** Provided records follows **
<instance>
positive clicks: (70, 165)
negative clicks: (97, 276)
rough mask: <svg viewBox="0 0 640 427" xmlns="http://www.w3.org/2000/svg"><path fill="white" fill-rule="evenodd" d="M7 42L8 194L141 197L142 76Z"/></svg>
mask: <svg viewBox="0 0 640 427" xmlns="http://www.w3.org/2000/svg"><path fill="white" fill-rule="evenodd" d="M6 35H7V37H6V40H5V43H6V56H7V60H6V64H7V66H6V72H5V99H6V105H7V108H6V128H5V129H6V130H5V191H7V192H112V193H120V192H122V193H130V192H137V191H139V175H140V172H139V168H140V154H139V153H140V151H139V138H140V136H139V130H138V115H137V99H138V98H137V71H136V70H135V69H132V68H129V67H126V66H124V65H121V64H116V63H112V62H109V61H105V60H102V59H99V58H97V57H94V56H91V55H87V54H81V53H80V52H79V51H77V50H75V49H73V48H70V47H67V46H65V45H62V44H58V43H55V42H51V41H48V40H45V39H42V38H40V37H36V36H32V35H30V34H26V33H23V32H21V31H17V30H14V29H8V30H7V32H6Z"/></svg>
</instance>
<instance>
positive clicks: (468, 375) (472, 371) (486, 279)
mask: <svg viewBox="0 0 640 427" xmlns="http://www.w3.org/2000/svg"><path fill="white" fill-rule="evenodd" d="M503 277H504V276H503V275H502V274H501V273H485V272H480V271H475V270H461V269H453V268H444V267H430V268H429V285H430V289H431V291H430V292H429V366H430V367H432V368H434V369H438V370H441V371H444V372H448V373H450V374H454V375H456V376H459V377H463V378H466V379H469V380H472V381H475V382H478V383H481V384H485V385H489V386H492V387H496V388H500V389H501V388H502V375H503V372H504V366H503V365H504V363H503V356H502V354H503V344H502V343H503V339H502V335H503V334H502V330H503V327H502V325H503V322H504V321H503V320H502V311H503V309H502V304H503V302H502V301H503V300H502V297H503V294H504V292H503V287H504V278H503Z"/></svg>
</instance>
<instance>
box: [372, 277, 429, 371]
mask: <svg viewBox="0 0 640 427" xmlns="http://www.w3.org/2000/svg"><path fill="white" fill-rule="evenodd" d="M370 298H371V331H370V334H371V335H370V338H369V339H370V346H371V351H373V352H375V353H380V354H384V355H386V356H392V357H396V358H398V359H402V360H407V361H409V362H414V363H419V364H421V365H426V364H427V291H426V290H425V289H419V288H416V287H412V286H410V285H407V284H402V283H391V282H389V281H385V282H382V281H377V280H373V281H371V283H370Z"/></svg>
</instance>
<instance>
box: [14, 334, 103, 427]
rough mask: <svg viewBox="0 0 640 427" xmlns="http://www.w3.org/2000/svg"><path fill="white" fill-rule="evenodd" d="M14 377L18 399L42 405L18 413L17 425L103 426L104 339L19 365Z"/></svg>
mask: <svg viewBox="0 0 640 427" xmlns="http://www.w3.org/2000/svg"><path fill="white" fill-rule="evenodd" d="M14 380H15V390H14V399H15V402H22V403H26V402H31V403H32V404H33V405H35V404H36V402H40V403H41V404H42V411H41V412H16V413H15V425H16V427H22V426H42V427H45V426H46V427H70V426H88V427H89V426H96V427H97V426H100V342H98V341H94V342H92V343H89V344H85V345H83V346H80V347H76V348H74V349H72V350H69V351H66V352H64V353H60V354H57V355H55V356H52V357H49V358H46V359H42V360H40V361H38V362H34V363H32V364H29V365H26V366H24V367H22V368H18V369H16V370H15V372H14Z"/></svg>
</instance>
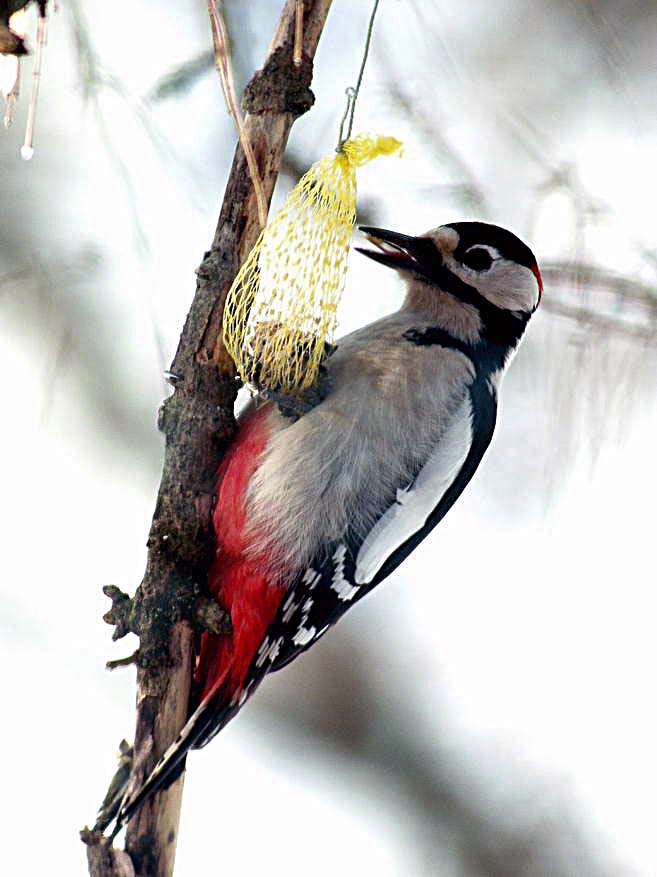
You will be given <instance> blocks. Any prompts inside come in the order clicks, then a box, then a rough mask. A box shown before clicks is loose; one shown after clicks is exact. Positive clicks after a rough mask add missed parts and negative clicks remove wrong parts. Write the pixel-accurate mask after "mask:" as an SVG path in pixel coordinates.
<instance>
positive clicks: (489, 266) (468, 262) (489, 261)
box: [461, 247, 493, 271]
** End of Provided records **
# [Requirement]
Before printing anything, remove the pictures; then print all the records exactly.

# [Solution to the exercise]
<instance>
positive clicks: (70, 165)
negative clicks: (97, 276)
rough mask: <svg viewBox="0 0 640 427" xmlns="http://www.w3.org/2000/svg"><path fill="white" fill-rule="evenodd" d="M7 42L8 194L141 197L142 76Z"/></svg>
mask: <svg viewBox="0 0 640 427" xmlns="http://www.w3.org/2000/svg"><path fill="white" fill-rule="evenodd" d="M6 35H7V37H6V40H5V43H6V56H7V60H6V64H7V66H6V72H5V99H6V105H7V108H6V128H5V129H6V130H5V191H7V192H112V193H120V192H122V193H130V192H137V191H139V175H140V172H139V168H140V154H139V153H140V151H139V138H140V136H139V130H138V115H137V99H138V98H137V71H136V70H135V69H132V68H129V67H126V66H124V65H121V64H116V63H112V62H109V61H105V60H102V59H99V58H97V57H94V56H91V55H87V54H81V53H80V52H79V51H77V50H75V49H73V48H70V47H67V46H65V45H62V44H58V43H55V42H51V41H48V40H45V39H42V38H40V37H36V36H32V35H30V34H26V33H23V32H21V31H17V30H14V29H8V30H7V32H6Z"/></svg>
</instance>
<instance>
positive clicks: (468, 375) (472, 371) (486, 279)
mask: <svg viewBox="0 0 640 427" xmlns="http://www.w3.org/2000/svg"><path fill="white" fill-rule="evenodd" d="M503 277H504V276H503V275H502V274H501V273H485V272H480V271H475V270H461V269H453V268H444V267H430V268H429V285H430V289H431V291H430V292H429V366H430V367H432V368H434V369H438V370H441V371H444V372H448V373H450V374H454V375H456V376H459V377H463V378H466V379H469V380H472V381H475V382H478V383H481V384H485V385H489V386H492V387H496V388H500V389H501V388H502V375H503V372H504V366H503V365H504V363H503V356H502V354H503V344H502V343H503V339H502V335H503V334H502V330H503V327H502V325H503V322H504V321H503V320H502V311H503V309H502V304H503V302H502V301H503V300H502V297H503V294H504V292H503V287H504V278H503Z"/></svg>
</instance>
<instance>
box: [372, 277, 429, 371]
mask: <svg viewBox="0 0 640 427" xmlns="http://www.w3.org/2000/svg"><path fill="white" fill-rule="evenodd" d="M370 298H371V331H370V334H371V335H370V338H369V339H370V346H371V351H373V352H375V353H380V354H384V355H386V356H392V357H396V358H398V359H402V360H407V361H409V362H414V363H419V364H421V365H426V364H427V291H426V290H425V289H419V288H416V287H412V286H410V285H407V284H402V283H391V282H389V281H385V282H382V281H377V280H373V281H371V283H370Z"/></svg>
</instance>
<instance>
box: [14, 334, 103, 427]
rough mask: <svg viewBox="0 0 640 427" xmlns="http://www.w3.org/2000/svg"><path fill="white" fill-rule="evenodd" d="M14 377L18 399L42 405L18 413L17 425L103 426L104 339L19 365Z"/></svg>
mask: <svg viewBox="0 0 640 427" xmlns="http://www.w3.org/2000/svg"><path fill="white" fill-rule="evenodd" d="M14 380H15V390H14V399H15V402H22V403H26V402H31V403H32V404H33V405H35V404H36V402H40V403H41V404H42V411H41V412H16V413H15V425H16V427H22V426H42V427H45V426H46V427H70V426H88V427H89V426H96V427H97V426H100V342H98V341H94V342H92V343H89V344H85V345H83V346H80V347H76V348H74V349H72V350H69V351H66V352H64V353H60V354H57V355H55V356H52V357H49V358H46V359H42V360H40V361H38V362H34V363H32V364H29V365H26V366H24V367H22V368H18V369H16V370H15V372H14Z"/></svg>
</instance>
You will be given <instance> blocks. Any prompts inside come in the order clicks, then a box, then a rough mask. A box shown before clicks is loose; one shown after clicks is exact. Positive clicks after a rough mask add missed parts and negative clicks remove wrong parts. Write the pixel-accurate mask after "mask:" as an SVG path in pixel coordinates.
<instance>
positive clicks: (489, 266) (468, 262) (489, 261)
box: [461, 247, 493, 271]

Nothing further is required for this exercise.